## EXERCISE PROMPT
Continue the passage on careers that will be essential in the age of AI from where it stops.

## SUPPLIED PASSAGE
--- START ---
The massive growth of AI has led to concerns that the technology may come at the cost of displacing the human workforce. According to a research paper from Stanford University, occupations such as power plant operators, chemical engineers, and optometrists are expected to be most affected by the advent of AI. However, the reality is far more nuanced, as AI frees up the human workforce to do more value driven work. Here are just a few examples of careers that will be essential in the age of AI.
While AI takes over prognosis, treatment, and monitoring activities, interpersonal activities involving caring for patients and providing a human touch remains solely with the people themselves. This is why digitally literate and empathetic healthcare aides are likely to be sought after for jobs in the healthcare industry.
Social Media and Marketing Managers
With over two billion active users in a month, social media is a green pasture for companies to connect with their customers. Social media managers have the key role of developing strategies to establish a favorable brand image. Their skills involve using AI to analyze users and personalize communications with them to maintain a positive impact.
AI Psychologists and Ethicists
As self-learning AI applications deeply penetrate organizational functions and human lives, the need to monitor their ethical and social boundaries becomes greater. Engineers with an understanding of psychology and ethics will be tasked with creating AI frameworks that are aligned to the code of ethics and the company’s visions and standards. While AI ethicists will be instrumental in ensuring that the machines uphold these guidelines, AI psychologists will be responsible for maintaining the self-learning systems’ “psychological and emotional” well-being.
--- END ---
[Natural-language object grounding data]
--- START ---
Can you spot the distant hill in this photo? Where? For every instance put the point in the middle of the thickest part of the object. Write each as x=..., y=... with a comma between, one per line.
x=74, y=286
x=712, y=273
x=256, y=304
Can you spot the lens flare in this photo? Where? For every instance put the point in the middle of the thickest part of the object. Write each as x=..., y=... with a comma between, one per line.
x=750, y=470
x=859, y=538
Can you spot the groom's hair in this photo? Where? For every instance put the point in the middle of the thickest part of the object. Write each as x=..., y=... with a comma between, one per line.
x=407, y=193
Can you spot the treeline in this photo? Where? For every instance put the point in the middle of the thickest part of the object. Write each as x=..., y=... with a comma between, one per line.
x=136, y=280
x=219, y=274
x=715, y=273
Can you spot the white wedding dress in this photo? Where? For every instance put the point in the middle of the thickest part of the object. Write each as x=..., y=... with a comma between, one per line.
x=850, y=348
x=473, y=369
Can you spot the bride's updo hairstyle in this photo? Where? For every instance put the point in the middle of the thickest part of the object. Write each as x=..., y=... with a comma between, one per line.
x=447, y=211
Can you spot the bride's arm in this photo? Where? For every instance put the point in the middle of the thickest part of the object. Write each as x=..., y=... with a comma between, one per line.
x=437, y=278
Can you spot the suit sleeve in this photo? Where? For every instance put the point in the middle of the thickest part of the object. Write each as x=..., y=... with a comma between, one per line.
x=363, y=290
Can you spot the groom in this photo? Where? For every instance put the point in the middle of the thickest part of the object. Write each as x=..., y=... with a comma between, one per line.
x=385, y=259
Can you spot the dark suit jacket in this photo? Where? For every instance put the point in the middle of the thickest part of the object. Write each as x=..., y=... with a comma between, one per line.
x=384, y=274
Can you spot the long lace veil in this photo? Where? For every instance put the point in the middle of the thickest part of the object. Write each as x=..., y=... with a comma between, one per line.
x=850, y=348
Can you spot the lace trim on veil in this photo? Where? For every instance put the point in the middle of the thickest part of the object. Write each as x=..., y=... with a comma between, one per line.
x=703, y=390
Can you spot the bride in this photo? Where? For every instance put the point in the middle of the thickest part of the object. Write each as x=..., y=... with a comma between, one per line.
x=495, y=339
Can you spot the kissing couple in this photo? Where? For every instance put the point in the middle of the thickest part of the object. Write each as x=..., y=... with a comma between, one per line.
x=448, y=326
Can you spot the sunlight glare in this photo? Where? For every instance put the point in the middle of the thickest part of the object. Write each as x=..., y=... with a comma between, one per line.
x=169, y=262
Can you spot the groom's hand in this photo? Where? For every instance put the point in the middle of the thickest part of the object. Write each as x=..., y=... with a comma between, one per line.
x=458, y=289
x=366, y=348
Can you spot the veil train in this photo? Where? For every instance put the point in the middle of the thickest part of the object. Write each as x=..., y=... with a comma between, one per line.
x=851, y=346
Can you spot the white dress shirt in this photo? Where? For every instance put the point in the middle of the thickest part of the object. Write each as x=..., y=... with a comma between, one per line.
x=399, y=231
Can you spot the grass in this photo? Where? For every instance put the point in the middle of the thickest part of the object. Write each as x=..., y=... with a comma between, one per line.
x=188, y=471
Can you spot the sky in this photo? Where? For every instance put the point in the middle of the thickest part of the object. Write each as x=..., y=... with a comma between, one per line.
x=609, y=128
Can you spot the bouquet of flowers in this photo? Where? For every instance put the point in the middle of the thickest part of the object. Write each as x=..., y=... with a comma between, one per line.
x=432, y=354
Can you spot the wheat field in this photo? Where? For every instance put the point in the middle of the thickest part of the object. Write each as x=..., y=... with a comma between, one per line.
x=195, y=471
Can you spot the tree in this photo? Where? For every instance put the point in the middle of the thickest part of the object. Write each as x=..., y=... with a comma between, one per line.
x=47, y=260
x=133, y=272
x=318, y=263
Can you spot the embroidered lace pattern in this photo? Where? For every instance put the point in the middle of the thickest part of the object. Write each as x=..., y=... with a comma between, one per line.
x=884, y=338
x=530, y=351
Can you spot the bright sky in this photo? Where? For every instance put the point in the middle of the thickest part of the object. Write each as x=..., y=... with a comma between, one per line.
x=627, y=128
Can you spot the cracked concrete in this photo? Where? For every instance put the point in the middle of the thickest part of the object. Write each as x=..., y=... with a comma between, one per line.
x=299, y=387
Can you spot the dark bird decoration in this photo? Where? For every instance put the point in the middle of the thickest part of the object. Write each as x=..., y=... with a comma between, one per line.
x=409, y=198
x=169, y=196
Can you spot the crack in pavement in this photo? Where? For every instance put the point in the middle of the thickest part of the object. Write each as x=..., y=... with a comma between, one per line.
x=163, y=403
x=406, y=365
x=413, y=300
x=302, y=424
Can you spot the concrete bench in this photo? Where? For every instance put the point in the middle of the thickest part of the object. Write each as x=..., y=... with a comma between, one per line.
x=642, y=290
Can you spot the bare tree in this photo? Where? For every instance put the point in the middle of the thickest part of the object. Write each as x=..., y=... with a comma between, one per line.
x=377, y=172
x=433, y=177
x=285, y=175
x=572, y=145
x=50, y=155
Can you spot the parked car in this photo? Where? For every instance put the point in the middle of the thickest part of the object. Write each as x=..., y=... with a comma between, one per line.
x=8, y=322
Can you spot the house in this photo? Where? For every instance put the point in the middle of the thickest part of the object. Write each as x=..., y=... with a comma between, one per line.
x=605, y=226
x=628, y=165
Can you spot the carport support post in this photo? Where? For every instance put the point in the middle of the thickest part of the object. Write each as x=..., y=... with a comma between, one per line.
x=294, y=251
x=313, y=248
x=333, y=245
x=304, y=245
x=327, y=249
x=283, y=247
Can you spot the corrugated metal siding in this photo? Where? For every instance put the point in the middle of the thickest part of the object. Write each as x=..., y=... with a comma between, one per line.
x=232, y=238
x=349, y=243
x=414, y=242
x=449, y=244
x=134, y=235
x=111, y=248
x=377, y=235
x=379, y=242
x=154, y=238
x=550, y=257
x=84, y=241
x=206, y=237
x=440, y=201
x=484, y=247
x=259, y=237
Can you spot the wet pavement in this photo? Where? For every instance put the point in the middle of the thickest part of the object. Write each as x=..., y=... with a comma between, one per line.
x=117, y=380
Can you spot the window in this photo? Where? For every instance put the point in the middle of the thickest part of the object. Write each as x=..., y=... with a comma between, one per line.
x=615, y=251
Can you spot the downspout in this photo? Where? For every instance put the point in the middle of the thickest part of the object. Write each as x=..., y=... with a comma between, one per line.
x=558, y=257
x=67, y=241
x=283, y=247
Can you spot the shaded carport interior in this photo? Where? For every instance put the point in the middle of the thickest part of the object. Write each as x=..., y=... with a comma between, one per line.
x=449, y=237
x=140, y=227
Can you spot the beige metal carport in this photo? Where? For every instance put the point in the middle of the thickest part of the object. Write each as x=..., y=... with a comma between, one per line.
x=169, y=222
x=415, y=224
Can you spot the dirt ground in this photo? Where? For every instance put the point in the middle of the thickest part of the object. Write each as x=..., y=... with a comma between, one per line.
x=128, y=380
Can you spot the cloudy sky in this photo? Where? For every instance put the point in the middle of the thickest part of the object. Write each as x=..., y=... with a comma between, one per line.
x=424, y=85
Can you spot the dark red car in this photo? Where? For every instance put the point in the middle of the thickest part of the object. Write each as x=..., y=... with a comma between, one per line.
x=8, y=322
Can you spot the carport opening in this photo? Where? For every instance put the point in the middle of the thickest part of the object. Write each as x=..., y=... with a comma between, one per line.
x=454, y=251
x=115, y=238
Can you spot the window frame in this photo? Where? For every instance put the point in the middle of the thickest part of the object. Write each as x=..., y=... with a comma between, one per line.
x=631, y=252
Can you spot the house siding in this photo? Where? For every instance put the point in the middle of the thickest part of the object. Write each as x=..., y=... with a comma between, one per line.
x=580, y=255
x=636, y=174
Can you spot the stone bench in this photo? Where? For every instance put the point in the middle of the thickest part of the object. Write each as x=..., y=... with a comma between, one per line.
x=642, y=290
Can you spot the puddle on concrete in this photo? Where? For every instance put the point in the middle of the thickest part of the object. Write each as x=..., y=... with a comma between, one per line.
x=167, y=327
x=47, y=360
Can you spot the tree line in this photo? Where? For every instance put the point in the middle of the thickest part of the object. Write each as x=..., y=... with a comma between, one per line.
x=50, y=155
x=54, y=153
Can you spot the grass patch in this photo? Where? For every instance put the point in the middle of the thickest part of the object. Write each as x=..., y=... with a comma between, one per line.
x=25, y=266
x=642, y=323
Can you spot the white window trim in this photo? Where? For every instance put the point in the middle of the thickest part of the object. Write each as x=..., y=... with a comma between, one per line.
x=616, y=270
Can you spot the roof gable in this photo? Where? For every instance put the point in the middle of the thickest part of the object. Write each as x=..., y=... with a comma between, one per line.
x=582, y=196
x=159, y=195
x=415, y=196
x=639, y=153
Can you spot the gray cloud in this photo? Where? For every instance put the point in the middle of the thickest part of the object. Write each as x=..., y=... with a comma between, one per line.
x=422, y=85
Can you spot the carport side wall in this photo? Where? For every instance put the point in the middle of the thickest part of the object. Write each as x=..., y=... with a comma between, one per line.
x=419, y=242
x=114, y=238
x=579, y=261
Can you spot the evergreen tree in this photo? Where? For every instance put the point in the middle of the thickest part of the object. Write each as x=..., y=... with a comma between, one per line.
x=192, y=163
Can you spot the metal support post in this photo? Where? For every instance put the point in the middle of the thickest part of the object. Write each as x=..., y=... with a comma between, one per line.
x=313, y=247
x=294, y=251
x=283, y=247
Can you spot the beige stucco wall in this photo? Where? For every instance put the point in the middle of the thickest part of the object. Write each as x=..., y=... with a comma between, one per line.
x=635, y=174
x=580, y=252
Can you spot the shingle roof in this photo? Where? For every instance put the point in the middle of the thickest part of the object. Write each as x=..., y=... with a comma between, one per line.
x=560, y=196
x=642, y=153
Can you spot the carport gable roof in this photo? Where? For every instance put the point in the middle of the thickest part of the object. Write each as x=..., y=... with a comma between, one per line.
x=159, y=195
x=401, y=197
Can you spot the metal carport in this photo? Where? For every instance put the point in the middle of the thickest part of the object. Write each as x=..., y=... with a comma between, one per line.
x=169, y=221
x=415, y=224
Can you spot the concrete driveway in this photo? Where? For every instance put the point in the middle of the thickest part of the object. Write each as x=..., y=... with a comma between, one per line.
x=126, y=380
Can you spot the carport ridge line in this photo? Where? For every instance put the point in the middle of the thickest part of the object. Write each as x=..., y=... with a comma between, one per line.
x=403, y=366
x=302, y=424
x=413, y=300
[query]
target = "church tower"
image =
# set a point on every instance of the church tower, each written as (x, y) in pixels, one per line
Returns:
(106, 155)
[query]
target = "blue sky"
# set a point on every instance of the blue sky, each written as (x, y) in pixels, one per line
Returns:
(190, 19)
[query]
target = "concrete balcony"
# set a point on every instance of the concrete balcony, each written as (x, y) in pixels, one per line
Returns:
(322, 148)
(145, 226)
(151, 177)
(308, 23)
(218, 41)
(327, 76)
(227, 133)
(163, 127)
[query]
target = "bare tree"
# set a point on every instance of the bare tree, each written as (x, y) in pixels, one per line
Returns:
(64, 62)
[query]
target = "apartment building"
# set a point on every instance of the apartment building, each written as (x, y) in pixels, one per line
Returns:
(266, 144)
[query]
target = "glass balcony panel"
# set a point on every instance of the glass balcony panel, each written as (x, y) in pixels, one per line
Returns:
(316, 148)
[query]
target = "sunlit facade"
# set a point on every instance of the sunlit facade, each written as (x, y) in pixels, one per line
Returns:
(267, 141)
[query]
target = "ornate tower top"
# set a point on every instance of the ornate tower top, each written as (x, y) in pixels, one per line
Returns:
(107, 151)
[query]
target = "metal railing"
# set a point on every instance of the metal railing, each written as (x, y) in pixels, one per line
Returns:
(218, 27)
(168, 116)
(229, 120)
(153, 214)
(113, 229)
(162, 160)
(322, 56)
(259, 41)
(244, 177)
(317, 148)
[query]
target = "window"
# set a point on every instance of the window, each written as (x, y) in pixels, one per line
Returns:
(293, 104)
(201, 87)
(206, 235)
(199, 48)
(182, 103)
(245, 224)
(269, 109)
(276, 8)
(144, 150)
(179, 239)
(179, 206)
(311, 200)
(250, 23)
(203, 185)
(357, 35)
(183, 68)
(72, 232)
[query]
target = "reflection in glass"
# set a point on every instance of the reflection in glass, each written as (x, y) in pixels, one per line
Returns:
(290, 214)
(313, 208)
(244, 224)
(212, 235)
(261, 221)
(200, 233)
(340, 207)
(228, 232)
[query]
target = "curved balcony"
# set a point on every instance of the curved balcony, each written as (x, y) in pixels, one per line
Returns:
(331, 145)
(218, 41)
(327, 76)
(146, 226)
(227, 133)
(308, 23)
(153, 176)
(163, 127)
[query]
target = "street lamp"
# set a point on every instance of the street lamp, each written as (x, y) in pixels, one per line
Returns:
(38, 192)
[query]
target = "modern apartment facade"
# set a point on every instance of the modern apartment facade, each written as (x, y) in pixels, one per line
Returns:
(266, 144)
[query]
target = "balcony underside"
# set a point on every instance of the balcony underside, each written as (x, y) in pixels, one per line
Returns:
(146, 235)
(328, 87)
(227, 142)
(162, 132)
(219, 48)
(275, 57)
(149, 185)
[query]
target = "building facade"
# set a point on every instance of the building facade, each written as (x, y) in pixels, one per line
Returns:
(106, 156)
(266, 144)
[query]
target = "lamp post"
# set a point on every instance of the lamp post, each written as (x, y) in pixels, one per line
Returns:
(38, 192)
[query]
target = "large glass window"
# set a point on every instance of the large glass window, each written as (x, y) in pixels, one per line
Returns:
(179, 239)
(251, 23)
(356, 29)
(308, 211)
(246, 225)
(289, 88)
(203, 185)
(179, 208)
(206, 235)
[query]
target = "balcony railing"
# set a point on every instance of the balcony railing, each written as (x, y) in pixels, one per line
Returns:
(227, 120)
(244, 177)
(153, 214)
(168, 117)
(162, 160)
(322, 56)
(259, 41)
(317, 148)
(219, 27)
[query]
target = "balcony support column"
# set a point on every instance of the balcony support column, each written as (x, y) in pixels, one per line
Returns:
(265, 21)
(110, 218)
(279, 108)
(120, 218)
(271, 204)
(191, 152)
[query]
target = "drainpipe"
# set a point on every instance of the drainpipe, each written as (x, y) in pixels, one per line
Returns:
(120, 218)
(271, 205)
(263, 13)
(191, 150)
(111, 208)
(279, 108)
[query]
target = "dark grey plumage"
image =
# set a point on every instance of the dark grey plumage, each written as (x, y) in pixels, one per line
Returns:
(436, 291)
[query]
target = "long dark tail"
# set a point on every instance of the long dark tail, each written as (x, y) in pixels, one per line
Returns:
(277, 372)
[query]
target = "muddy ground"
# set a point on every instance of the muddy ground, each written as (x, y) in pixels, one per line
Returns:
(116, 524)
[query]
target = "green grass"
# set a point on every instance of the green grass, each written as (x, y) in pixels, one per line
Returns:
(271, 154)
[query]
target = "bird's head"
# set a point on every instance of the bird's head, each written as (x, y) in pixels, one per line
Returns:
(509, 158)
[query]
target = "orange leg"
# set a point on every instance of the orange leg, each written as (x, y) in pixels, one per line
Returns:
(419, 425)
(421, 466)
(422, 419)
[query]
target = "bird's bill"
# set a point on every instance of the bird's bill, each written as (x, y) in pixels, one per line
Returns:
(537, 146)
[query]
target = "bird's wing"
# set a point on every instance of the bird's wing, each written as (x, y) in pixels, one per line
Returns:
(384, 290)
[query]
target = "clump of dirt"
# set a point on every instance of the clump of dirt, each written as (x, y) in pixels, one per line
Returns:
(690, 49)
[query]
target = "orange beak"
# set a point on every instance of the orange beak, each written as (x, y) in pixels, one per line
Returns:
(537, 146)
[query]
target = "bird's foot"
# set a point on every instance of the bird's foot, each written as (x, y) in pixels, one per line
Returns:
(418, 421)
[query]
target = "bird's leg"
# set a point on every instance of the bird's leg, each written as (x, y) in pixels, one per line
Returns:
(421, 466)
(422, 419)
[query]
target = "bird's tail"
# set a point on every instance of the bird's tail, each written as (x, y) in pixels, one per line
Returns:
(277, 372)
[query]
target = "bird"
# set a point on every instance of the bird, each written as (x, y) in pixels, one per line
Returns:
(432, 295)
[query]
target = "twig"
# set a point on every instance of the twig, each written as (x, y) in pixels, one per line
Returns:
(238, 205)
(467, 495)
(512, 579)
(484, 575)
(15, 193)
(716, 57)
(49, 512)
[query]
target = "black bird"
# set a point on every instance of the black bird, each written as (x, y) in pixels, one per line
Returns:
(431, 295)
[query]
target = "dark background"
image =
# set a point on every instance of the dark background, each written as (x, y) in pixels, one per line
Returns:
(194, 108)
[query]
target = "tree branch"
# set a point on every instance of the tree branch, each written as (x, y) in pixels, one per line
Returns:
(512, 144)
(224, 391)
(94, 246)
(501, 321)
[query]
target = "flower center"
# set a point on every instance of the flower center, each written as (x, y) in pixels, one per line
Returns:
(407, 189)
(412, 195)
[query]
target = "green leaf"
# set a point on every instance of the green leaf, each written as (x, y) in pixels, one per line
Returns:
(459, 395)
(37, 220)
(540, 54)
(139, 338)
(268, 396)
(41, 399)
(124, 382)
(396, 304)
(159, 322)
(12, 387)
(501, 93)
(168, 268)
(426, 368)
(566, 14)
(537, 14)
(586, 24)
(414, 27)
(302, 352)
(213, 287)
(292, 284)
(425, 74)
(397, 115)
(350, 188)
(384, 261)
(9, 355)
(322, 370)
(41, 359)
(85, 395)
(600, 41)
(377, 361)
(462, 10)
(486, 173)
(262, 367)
--- END ---
## TASK RESPONSE
While the right data can fuel AI systems and create new opportunities for companies, the wrong ones can bring them down with faulty predictions and errors in revenue projections. The role of data scientists, therefore, becomes significant as their skills involve identifying relevant data sets, designing appropriate algorithms, and applying the programs to gain meaningful insights.
With 5,183 data breaches recorded in just the first nine months of 2019, cybersecurity has become a major pain point for companies. Engineers specializing in vulnerability assessment, network security, and encryption technologies are increasingly in demand across various industries. Cybersecurity specialists will be responsible for protecting sensitive corporate data, training employees to prevent insider threats, closing security gaps, and proactively guarding systems against hackers.